PROVIDED RECORDS —
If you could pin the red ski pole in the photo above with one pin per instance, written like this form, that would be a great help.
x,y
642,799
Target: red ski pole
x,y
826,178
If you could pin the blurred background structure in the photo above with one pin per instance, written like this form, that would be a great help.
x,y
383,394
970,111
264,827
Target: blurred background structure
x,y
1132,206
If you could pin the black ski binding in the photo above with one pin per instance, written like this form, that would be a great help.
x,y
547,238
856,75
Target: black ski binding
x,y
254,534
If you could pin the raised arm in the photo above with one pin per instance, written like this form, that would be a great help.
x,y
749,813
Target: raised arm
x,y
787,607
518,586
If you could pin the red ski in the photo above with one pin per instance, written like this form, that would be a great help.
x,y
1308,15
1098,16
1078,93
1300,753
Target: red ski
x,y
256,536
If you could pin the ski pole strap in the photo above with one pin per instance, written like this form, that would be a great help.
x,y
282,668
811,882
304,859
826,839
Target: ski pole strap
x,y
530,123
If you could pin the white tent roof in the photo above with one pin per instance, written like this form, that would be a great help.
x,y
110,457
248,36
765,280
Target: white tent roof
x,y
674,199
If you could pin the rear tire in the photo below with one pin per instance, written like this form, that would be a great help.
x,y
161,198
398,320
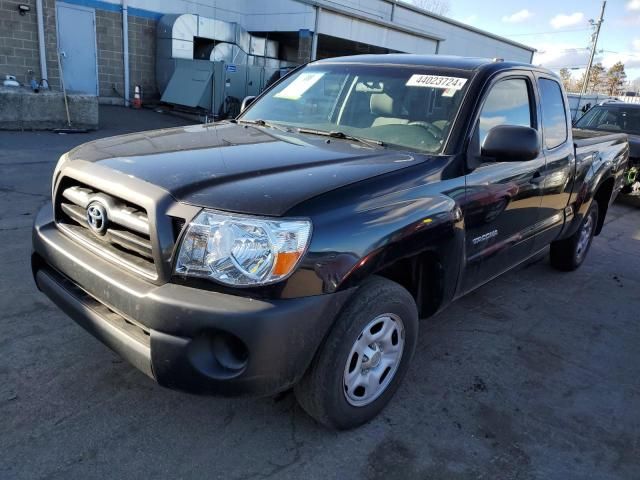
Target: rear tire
x,y
364,358
569,253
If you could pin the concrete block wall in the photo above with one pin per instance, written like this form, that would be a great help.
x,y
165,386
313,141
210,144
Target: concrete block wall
x,y
19,49
142,56
110,60
18,40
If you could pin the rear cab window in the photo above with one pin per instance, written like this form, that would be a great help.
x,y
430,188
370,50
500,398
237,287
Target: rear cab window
x,y
554,113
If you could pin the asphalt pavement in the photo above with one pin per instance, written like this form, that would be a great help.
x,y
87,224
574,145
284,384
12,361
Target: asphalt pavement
x,y
536,375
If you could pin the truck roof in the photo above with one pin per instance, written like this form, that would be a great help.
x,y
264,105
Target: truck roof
x,y
443,61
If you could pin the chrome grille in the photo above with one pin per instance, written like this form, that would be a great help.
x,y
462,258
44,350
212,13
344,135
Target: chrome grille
x,y
125,237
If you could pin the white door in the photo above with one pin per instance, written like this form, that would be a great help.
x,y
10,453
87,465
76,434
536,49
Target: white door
x,y
77,47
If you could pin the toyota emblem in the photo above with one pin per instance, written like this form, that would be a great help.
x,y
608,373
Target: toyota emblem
x,y
97,217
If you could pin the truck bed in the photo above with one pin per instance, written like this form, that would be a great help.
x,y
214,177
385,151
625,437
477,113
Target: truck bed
x,y
587,138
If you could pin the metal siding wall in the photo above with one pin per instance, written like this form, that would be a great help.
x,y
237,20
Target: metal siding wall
x,y
460,41
349,28
290,15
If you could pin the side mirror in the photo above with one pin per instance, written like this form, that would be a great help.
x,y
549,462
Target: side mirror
x,y
246,102
511,143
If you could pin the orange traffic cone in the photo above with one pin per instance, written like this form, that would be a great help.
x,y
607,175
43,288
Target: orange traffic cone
x,y
137,99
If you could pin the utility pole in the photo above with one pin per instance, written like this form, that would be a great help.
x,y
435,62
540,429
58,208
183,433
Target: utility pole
x,y
594,42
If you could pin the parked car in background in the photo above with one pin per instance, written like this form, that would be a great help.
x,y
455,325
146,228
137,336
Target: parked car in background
x,y
298,245
580,104
618,117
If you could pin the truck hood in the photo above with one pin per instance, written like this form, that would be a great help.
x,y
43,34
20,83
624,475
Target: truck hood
x,y
240,168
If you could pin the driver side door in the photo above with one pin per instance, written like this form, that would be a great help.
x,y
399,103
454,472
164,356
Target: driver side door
x,y
502,199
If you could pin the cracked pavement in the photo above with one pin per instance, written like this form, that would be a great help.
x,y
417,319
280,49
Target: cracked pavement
x,y
535,375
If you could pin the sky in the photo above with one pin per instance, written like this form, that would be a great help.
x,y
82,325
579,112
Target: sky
x,y
560,30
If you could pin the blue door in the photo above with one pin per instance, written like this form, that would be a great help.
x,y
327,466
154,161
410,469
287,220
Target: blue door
x,y
77,47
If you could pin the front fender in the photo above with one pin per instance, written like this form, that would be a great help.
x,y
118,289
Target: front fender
x,y
606,163
379,232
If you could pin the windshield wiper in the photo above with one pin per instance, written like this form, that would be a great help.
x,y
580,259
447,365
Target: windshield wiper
x,y
344,136
262,123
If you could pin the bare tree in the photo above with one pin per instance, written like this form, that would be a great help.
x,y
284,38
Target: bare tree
x,y
439,7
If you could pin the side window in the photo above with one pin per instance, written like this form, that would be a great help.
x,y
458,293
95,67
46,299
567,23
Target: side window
x,y
554,114
508,103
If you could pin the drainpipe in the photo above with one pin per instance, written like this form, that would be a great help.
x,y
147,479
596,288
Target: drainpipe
x,y
41,47
314,40
125,50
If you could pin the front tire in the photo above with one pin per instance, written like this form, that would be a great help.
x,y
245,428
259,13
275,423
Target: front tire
x,y
569,253
363,360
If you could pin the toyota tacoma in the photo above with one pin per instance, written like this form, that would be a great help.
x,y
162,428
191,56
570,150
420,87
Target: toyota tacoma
x,y
297,245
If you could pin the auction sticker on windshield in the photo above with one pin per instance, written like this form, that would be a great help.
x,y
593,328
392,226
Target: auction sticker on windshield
x,y
296,89
436,81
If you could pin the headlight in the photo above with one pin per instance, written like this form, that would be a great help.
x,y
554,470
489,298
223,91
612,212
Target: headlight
x,y
240,251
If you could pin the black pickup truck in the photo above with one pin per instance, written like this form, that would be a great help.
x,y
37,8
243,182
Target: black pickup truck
x,y
297,245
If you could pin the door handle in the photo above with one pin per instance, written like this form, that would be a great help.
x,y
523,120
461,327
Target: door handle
x,y
537,178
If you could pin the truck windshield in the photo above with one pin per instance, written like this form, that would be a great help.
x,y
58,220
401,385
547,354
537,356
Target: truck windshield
x,y
618,118
409,107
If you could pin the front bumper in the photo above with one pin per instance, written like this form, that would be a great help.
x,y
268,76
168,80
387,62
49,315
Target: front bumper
x,y
185,338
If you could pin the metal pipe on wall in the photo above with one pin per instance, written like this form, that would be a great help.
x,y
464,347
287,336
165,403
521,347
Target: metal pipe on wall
x,y
125,50
41,45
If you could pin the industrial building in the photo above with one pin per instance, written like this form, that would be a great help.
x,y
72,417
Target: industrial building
x,y
180,49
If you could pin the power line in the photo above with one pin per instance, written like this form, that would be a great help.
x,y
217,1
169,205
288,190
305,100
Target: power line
x,y
596,33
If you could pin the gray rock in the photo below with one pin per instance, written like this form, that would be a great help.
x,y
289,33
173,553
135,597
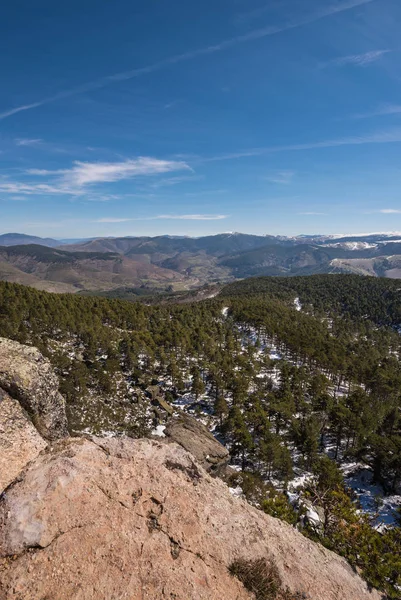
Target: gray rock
x,y
109,519
198,441
20,442
29,378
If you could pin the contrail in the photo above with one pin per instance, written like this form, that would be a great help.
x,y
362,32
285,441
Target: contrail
x,y
178,58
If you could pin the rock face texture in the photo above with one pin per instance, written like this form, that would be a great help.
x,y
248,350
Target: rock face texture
x,y
198,441
29,378
20,443
139,519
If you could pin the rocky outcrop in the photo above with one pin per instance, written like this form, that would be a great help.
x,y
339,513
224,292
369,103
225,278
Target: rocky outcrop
x,y
29,378
198,441
20,443
139,519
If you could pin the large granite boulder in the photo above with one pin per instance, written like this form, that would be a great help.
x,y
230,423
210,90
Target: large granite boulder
x,y
197,439
20,443
29,378
139,519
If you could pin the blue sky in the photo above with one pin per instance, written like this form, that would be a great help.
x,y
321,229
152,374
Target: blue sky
x,y
145,118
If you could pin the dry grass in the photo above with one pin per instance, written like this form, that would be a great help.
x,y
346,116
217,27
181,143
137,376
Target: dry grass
x,y
261,577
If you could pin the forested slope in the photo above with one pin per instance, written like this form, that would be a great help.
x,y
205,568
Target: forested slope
x,y
295,375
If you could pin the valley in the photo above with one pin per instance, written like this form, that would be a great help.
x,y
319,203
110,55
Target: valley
x,y
297,377
147,265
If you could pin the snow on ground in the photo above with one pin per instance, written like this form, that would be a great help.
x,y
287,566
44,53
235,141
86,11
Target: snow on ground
x,y
159,431
297,304
359,478
236,492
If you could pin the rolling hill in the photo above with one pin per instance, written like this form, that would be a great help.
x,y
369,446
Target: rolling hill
x,y
56,270
180,263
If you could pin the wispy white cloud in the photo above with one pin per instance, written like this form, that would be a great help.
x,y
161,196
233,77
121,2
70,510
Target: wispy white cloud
x,y
31,189
358,60
157,217
82,177
255,34
82,174
112,220
381,111
281,177
312,213
28,142
170,181
194,217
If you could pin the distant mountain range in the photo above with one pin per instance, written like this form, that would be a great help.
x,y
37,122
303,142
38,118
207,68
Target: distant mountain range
x,y
177,263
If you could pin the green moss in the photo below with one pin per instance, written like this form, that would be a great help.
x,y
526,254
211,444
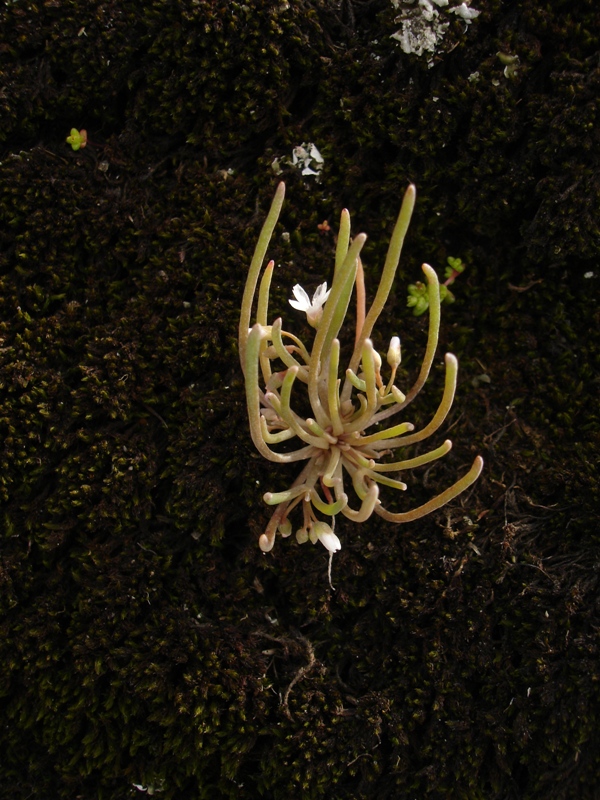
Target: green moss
x,y
144,639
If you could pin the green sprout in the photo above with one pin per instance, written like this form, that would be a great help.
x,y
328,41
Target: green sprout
x,y
418,293
77,139
336,439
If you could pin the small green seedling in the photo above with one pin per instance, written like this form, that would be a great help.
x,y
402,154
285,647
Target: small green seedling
x,y
337,444
418,293
77,139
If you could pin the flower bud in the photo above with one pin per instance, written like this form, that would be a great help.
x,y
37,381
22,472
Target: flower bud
x,y
394,357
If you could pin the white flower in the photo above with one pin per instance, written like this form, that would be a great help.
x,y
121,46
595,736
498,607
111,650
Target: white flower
x,y
465,12
322,532
314,308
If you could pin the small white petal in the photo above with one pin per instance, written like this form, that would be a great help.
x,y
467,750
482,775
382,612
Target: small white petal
x,y
302,301
330,541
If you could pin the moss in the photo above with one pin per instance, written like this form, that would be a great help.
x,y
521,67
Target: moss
x,y
144,638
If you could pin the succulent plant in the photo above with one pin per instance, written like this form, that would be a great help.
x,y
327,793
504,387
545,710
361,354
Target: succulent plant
x,y
344,436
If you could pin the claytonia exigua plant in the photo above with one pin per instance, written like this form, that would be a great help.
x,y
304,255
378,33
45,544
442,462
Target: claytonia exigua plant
x,y
344,437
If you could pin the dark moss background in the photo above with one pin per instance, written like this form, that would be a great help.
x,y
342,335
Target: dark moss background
x,y
144,637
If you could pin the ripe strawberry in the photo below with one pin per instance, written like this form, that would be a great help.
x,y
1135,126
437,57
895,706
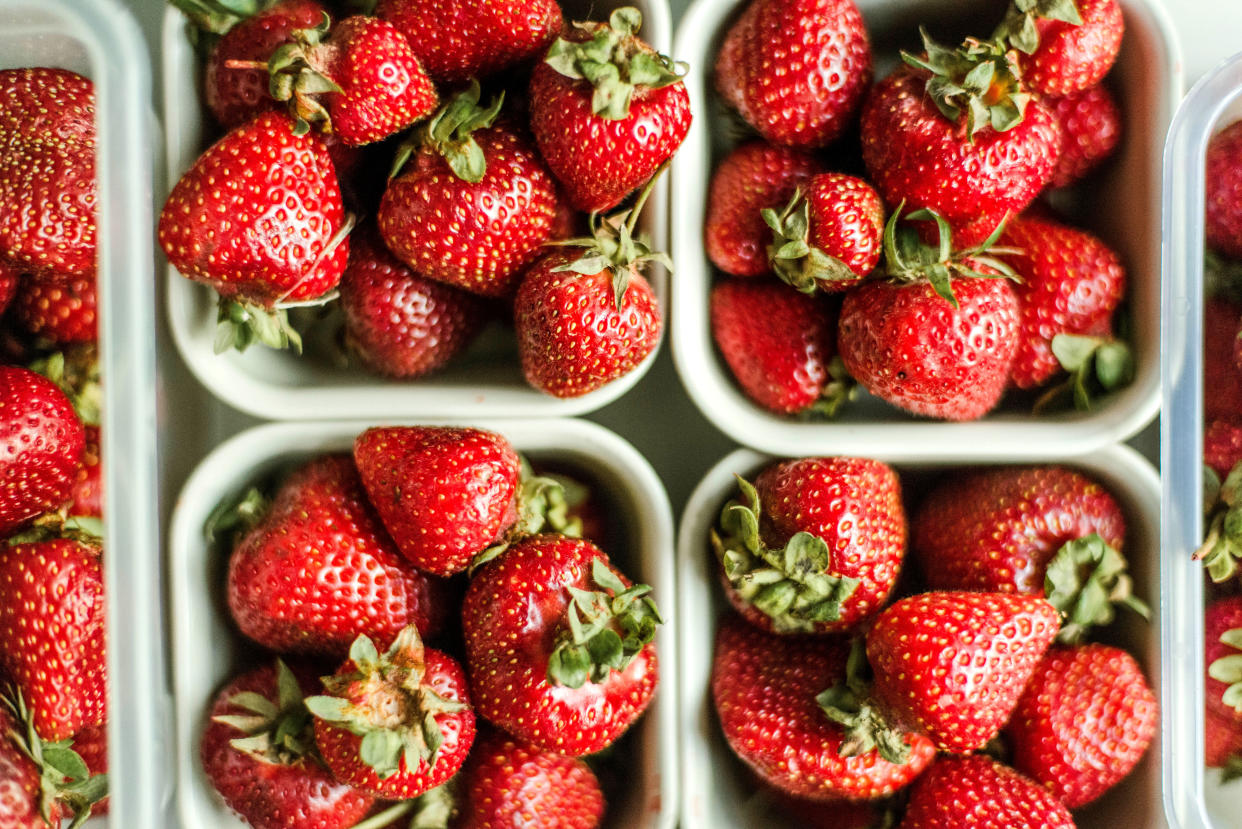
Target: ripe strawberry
x,y
41,445
394,725
768,695
815,546
953,664
255,751
458,40
559,645
258,218
605,133
796,71
47,188
473,205
1091,128
508,783
1083,721
318,569
778,342
444,494
978,792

AIM OF THE TASK —
What lines in the data include the string "below"? Copy each one.

SOLUTION —
If you could pin the rear tire in the photo below with one pin per instance, written like this form, that would be a great help.
If you could pin the gray rock in the photo below with one pin per instance, written like this form, that would be a great help.
If you could pin the green moss in the photo below with one pin per instance, written like this form, that would be a great help.
If you could pin the ripe strawberry in the photo below with one pin per instance, written like this form, that would be a great help.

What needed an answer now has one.